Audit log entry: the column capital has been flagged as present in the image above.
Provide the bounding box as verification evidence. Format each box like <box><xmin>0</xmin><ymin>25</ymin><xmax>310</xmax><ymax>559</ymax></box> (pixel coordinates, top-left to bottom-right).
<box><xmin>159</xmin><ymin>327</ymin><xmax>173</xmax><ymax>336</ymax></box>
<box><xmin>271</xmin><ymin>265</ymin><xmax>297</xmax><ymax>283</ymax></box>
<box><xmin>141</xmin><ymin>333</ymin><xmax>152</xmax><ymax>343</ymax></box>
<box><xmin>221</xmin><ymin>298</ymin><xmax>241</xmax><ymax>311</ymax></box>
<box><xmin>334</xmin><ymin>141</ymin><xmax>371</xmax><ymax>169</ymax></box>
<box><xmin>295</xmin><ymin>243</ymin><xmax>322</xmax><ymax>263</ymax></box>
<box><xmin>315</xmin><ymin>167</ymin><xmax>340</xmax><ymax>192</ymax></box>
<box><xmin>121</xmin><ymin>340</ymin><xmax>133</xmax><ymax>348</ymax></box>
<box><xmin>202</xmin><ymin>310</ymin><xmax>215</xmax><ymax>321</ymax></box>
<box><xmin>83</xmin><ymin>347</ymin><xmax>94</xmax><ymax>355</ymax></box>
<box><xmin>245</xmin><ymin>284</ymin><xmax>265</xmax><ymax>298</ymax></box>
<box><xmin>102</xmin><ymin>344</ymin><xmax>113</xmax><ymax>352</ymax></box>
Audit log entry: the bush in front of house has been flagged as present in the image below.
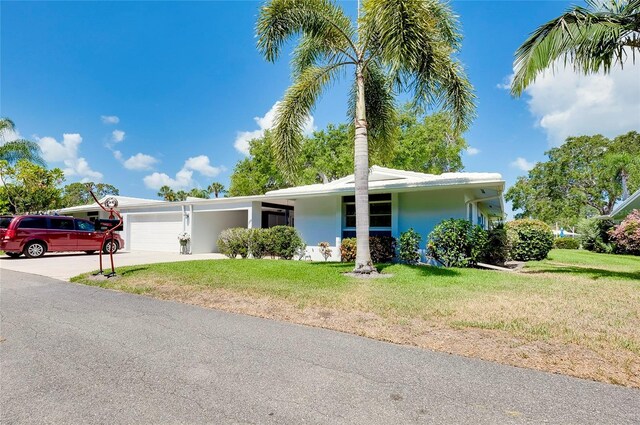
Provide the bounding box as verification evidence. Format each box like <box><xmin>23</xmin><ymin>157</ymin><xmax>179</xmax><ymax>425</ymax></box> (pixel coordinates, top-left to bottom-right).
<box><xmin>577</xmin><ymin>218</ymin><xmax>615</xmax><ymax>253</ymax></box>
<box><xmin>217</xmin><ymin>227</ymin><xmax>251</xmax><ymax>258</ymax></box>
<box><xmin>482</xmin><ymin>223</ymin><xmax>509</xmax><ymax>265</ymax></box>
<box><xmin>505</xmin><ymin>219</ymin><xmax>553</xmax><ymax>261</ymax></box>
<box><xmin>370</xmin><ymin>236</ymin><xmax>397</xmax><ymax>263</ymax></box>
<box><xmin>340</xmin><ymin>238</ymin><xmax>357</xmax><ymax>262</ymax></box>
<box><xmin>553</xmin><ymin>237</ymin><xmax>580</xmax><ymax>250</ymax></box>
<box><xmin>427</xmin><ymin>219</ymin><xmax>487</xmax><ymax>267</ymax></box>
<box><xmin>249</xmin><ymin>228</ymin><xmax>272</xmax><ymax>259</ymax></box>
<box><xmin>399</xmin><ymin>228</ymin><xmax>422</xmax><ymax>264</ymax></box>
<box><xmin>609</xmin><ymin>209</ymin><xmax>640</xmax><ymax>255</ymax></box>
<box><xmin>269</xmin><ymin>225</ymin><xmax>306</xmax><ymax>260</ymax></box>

-- Exercise aim --
Read the material above and copy out each line holding "flagged".

-- Response below --
Audit log entry: the column capital has been flagged as present in the image above.
Audit log entry: the bush in front of house has been flagged as present in the image below.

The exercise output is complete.